# WRITTEN PROBLEM A
In the regex research excerpt, which algorithm did Lammich and Tuerk optimize using monadic data refinement?
# WRITTEN PROBLEM B
Which citation keys appear inside \cite{} commands in the regex research excerpt? List every one.
# WRITTEN PROBLEM C
Resume the regex research excerpt from the point where it stops.

# TEXT EXCERPT
═══
We plan to explore the performance enhancements by memoization in our algorithm
in a correctness-preserving way.
The monadic data refinement technique that Lammich and Tuerk used
in \cite{Lammich2012} to optimise Hopcroft's automaton minimisation
algorithm seems also quite relevant for such an enterprise.
We aim to learn from their refinement framework
which generates high performance code with proofs
that can be broken down into small steps.

Extending the Sulzmann and Lu's algorithm to parse
more pcre regex constructs like lookahead, capture groups
and back-references with proofs on basic properties like correctness
seems useful, despite it cannot be made efficient.
Creating a correct and easy-to-prove version of $\blexersimp$
seems an appealing next-step for both practice and theory.

%We establish the correctness
%claim made by them about the
%, which were only proven with pencil and paper.

%\section{Work on Back-References}
%We introduced regular expressions with back-references
%in chapter \ref{Introduction}.
%We adopt the common practice of calling them rewbrs (Regular Expressions
%With Back References) in this section for brevity.
%It has been shown by Aho \cite{Aho1990}
%that the k-vertex cover problem can be reduced
%to the problem of rewbrs matching, and is therefore NP-complete.
%Given the depth of the problem, the progress made at the full generality
%of arbitrary rewbrs matching has been slow, with
%theoretical work on them being
%fairly recent.
%
%Campaneu et al. studied regexes with back-references
%in the context of formal languages theory in
%their 2003 work \cite{campeanu2003formal}.
%They devised a pumping lemma for Perl-like regexes,
%proving that the langugages denoted by them
%is properly contained in context-sensitive
%languages.
%More interesting questions such as
%whether the language denoted by Perl-like regexes
%can express palindromes ($\{w \mid w = w^R\}$)
%are discussed in \cite{campeanu2009patterns}
%and \cite{CAMPEANU2009Intersect}.
%Freydenberger \cite{Frey2013} investigated the
%expressive power of back-references. He showed several
%undecidability and decriptional complexity results
%of back-references, concluding that they add
%great power to certain programming tasks but are difficult to harness.
%An interesting question would then be
%whether we can add restrictions to them,
%so that they become expressive enough for practical use such
%as html files, but not too powerful.
═══
# SUPPLIED INFORMATION
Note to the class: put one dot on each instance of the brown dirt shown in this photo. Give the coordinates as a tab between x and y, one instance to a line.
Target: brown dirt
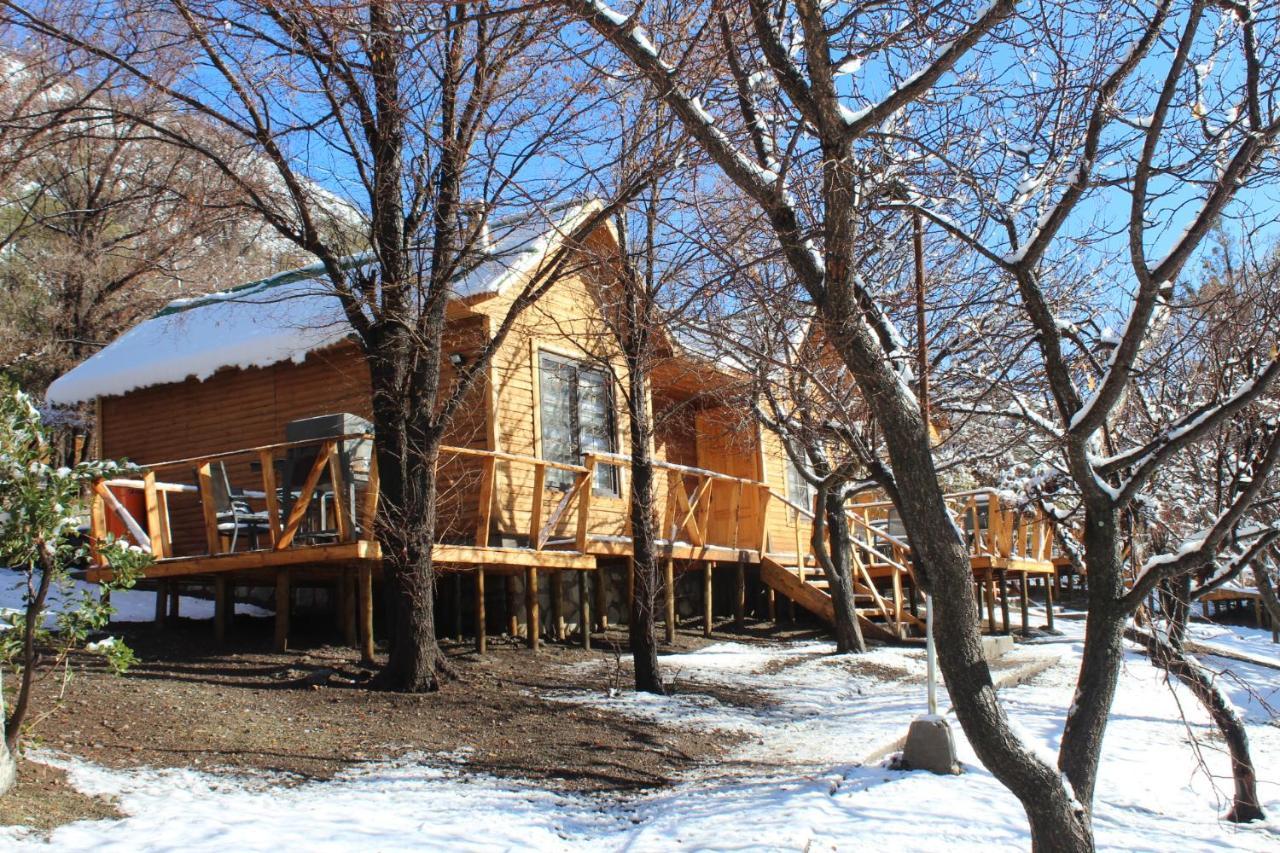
307	714
44	799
═══
# RESULT A
Hopcroft's automaton minimisation algorithm.

# RESULT B
Lammich2012, Aho1990, campeanu2003formal, campeanu2009patterns, CAMPEANU2009Intersect, Frey2013

# RESULT C
%Freydenberger and Schmid \cite{FREYDENBERGER20191}
%introduced the notion of deterministic
%regular expressions with back-references to achieve
%a better balance between expressiveness and tractability.
%
%
%Fernau and Schmid \cite{FERNAU2015287} and Schmid \cite{Schmid2012}
%investigated the time complexity of different variants
%of back-references.
%We are not aware of any work that uses derivatives on back-references.
%
%See \cite{BERGLUND2022} for a survey
%of these works and comparison between different
%flavours of back-references syntax (e.g. whether references can be circular,
%can labels be repeated etc.).
%
%
%\subsection{Matchers and Lexers with Mechanised Proofs}
%We are aware
%of a mechanised correctness proof of Brzozowski's derivative-based matcher in HOL4 by
%Owens and Slind~\parencite{Owens2008}. Another one in Isabelle/HOL is part
%of the work by Krauss and Nipkow \parencite{Krauss2011}. And another one
%in Coq is given by Coquand and Siles \parencite{Coquand2012}.
%Also Ribeiro and Du Bois give one in Agda \parencite{RibeiroAgda2017}.
%
%\subsection{Static Analysis of Evil Regex Patterns}
%When a regular expression does not behave as intended,
%people usually try to rewrite the regex to some equivalent form
%or they try to avoid the possibly problematic patterns completely,
%for which many false positives exist\parencite{Davis18}.
%Animated tools to "debug" regular expressions such as
% \parencite{regexploit2021} \parencite{regex101} are also popular.
%We are also aware of static analysis work on regular expressions that
%aims to detect potentially expoential regex patterns. Rathnayake and Thielecke
%\parencite{Rathnayake2014StaticAF} proposed an algorithm
%that detects regular expressions triggering exponential
%behavious on backtracking matchers.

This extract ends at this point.